» **What is needed**: Write out the lines below verbatim, leaving out the pictures.

[start Record extracts]

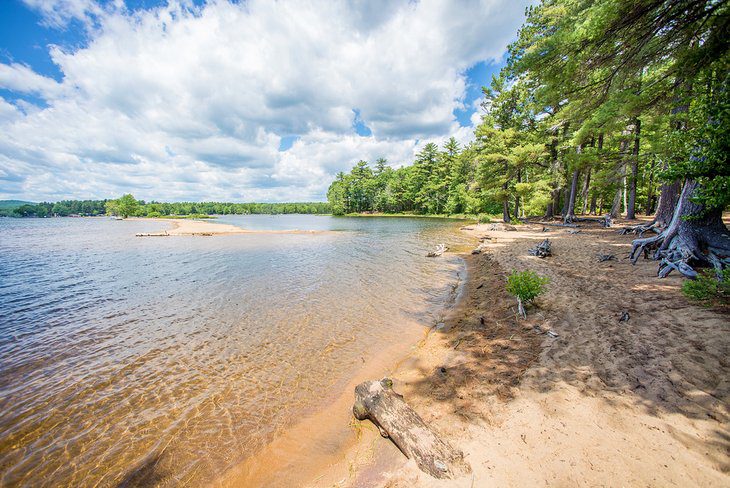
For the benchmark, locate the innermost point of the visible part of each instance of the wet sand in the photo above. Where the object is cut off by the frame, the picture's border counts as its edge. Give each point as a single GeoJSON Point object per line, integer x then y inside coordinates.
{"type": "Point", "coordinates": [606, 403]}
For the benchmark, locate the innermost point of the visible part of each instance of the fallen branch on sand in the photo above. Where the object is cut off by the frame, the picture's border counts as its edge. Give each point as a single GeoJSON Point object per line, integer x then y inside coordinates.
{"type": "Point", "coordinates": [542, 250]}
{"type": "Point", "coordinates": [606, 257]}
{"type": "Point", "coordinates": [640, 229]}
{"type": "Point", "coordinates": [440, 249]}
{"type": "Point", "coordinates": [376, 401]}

[end Record extracts]

» **Finished exercise**:
For the benchmark, locate the innermost point of the visible part of each instance of the wet sand in the photo above. Where the object is cut off by the frame, the picture's border counts as its edge. Give each point as a single GeoJSON Point object per line, integer x then y inside coordinates.
{"type": "Point", "coordinates": [606, 403]}
For the benchmark, locate the innermost point of the visible part of each instance of the fallen branch on sand in the photo above. Where the object is cut off by the frame, the picture's border counts as its edge. Give each point as a single GeoJSON Point object per line, integer x then y inside coordinates.
{"type": "Point", "coordinates": [542, 250]}
{"type": "Point", "coordinates": [606, 257]}
{"type": "Point", "coordinates": [640, 229]}
{"type": "Point", "coordinates": [440, 249]}
{"type": "Point", "coordinates": [376, 401]}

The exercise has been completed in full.